Please list every country, island, or region named in the passage about Anansi stories below.

• **Passage to read**
Start

Along with folk heroes, such as Brer Rabbit who is popular in America, trickster slave folktales adapted over time and became resources of survival and resistance for the enslaved. They focused on the underdog, the small spider or rabbit, turning the tables on his adversaries using his brains rather than his brawn. From these tales slaves adopted strategies of survival and learned ways to test the power structures of the plantation régime.
Dr Zobel Marshall, a lecturer in Cultural Studies at Leeds Metropolitan, said: "I spent three months in Jamaica on a field trip collecting and researching Anansi stories. When I mentioned my research most people would launch into their favourite Anansi story, whether we were at a bar, in a taxi or in the street. One of my interviewees was so enthused by the project that he recorded and transcribed Anansi stories told by people in his neighbourhood and presented me with a handwritten collection of around a dozen tales. All this was testimony to the fact that the tradition is still very much alive in the Caribbean."
Anansi stories, in which the small spider turns the tables on his powerful enemies through cunning and trickery, are now told and published worldwide.
Dr Zobel Marshall has followed Anansi's journey from Ghana to Jamaica, where he is celebrated as a national folk hero and created the first book dedicated to Anansi stories and how he provides resistance against oppression.
Dr Emily Zobel Marshall is the granddaughter of Caribbean author, Joseph Zobel, about whom Emily and her mother, Jenny, published an article in the literary magazine, Wasafari, last year. The article, 'Lorsque je vais dans mon village' (When I return to my village), explores the work of the Martinican novelist and poet, who was inspired by the island of his birth, whilst pondering why he may have left Martinique in 1946 and stayed away for sixty years.

End

• **Data entries**
Start

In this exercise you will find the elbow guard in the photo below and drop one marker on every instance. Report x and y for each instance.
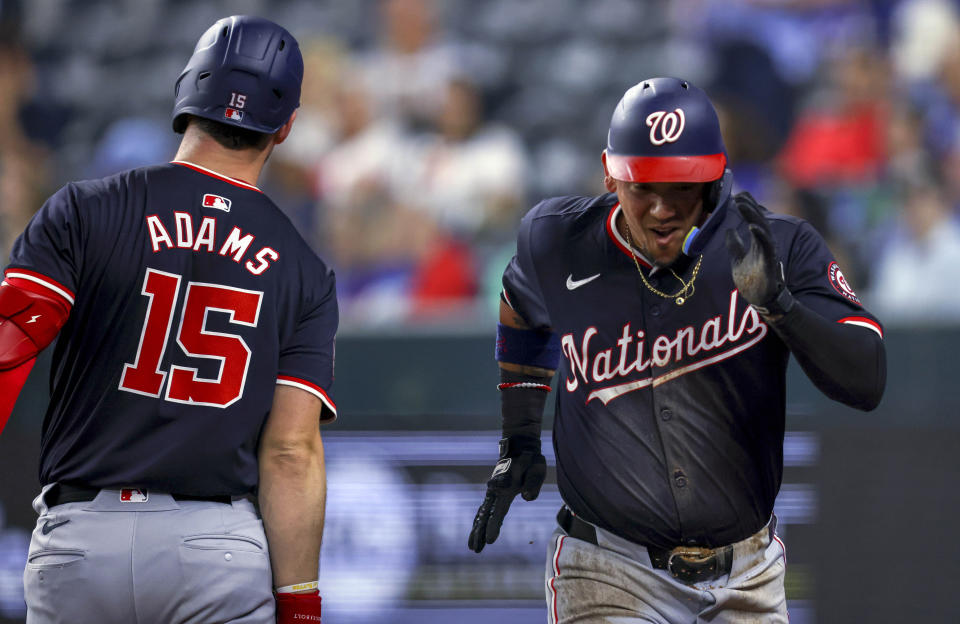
(30, 317)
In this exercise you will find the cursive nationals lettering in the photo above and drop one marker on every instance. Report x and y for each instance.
(234, 245)
(634, 354)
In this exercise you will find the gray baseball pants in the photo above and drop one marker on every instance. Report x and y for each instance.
(159, 560)
(613, 582)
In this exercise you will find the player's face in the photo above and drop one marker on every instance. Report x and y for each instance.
(660, 214)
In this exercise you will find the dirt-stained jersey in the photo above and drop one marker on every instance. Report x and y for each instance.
(669, 418)
(193, 296)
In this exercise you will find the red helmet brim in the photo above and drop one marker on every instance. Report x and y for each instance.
(705, 168)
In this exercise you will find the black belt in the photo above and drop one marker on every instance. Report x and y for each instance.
(62, 493)
(686, 564)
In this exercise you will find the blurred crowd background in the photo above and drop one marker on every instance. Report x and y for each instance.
(428, 127)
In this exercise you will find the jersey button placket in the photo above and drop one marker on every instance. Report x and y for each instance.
(679, 478)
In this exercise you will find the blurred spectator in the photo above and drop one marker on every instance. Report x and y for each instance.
(924, 30)
(840, 138)
(411, 64)
(132, 142)
(24, 174)
(916, 273)
(394, 261)
(469, 175)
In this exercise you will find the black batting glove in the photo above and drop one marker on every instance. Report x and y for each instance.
(521, 470)
(757, 272)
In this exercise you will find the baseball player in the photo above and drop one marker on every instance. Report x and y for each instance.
(194, 363)
(669, 309)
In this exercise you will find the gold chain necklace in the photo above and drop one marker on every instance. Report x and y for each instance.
(679, 297)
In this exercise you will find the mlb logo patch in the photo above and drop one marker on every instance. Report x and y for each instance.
(133, 495)
(216, 201)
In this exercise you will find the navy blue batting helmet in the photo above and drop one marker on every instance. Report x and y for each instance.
(245, 71)
(665, 130)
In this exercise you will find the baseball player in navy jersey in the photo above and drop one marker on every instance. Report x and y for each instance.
(193, 366)
(669, 308)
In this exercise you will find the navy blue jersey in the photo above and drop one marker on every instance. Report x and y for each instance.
(193, 296)
(669, 418)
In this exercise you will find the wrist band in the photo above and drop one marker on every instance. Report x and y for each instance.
(524, 384)
(289, 589)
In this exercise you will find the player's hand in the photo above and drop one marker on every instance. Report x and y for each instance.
(298, 608)
(521, 470)
(757, 272)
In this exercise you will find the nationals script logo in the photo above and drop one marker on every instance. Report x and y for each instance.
(716, 339)
(665, 127)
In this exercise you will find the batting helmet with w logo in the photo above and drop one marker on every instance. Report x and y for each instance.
(665, 130)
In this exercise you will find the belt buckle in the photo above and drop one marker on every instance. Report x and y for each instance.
(692, 565)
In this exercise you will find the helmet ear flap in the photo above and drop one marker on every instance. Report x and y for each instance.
(711, 193)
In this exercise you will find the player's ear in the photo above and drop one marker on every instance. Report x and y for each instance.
(608, 181)
(281, 135)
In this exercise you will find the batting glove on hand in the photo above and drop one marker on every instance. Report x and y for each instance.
(521, 470)
(757, 272)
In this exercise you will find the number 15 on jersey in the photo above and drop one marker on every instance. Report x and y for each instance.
(185, 386)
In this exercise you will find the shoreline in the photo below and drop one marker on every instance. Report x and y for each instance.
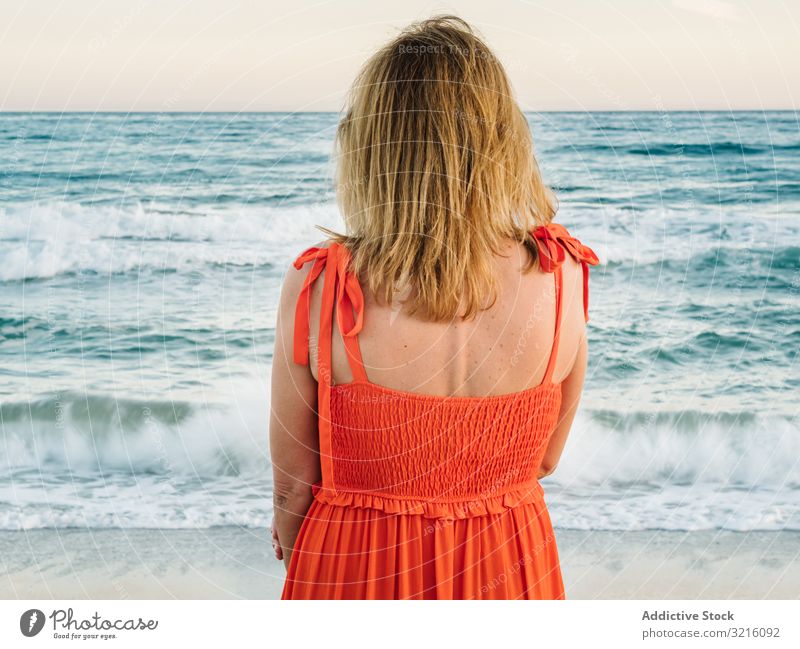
(234, 562)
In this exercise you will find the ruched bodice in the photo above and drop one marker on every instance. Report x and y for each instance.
(439, 456)
(391, 459)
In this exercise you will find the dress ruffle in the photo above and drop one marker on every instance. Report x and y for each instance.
(439, 509)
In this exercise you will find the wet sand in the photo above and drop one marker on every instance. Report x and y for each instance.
(232, 562)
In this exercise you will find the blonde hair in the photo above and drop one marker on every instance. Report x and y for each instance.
(435, 167)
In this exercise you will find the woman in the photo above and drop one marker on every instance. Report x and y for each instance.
(429, 361)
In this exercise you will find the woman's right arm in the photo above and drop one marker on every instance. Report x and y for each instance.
(293, 429)
(573, 329)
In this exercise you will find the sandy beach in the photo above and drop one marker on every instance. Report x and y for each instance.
(233, 562)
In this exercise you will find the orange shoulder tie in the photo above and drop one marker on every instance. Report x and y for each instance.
(342, 290)
(552, 240)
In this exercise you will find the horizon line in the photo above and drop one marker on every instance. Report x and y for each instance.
(328, 112)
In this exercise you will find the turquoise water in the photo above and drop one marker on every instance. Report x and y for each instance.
(140, 261)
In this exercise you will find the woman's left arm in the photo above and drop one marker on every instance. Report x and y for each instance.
(293, 432)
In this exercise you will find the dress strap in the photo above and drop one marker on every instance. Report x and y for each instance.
(553, 241)
(342, 292)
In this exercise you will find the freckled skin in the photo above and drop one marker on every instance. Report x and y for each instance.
(504, 349)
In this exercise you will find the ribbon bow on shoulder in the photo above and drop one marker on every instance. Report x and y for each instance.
(552, 243)
(335, 260)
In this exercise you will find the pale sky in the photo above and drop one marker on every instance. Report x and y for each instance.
(251, 55)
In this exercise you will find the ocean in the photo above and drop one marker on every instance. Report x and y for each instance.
(141, 257)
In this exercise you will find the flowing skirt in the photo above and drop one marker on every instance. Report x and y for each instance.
(345, 552)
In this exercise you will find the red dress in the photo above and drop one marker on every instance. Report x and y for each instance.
(425, 496)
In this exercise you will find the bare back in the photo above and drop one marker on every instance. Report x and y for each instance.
(505, 349)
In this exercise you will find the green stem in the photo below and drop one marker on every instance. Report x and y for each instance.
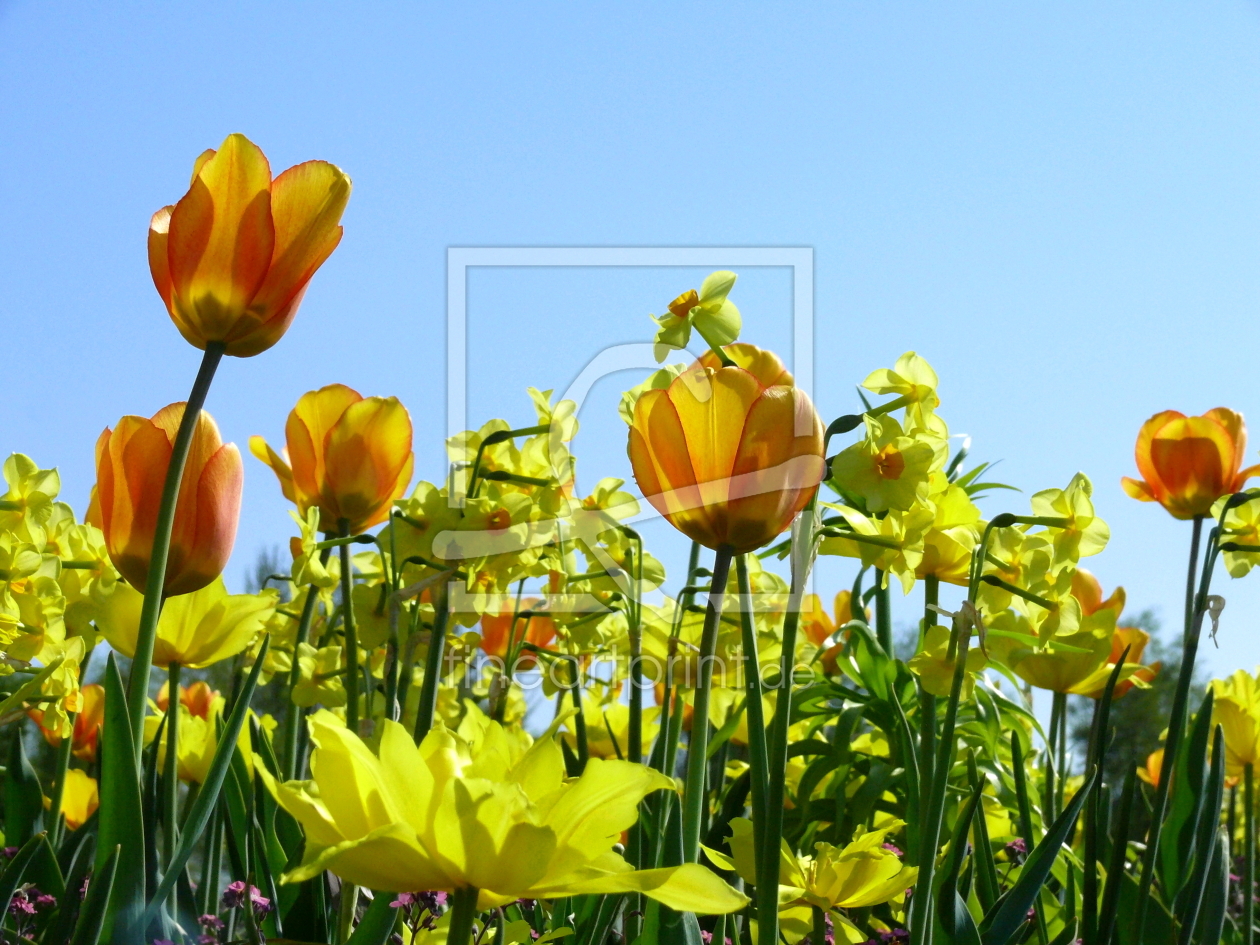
(352, 638)
(432, 665)
(63, 762)
(882, 612)
(463, 914)
(756, 713)
(345, 915)
(921, 902)
(926, 703)
(1249, 854)
(697, 749)
(155, 584)
(767, 868)
(1177, 718)
(170, 776)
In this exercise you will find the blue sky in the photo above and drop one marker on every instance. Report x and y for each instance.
(1057, 204)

End

• **Answer to this problem**
America, Jamaica, the Caribbean, Ghana, Martinique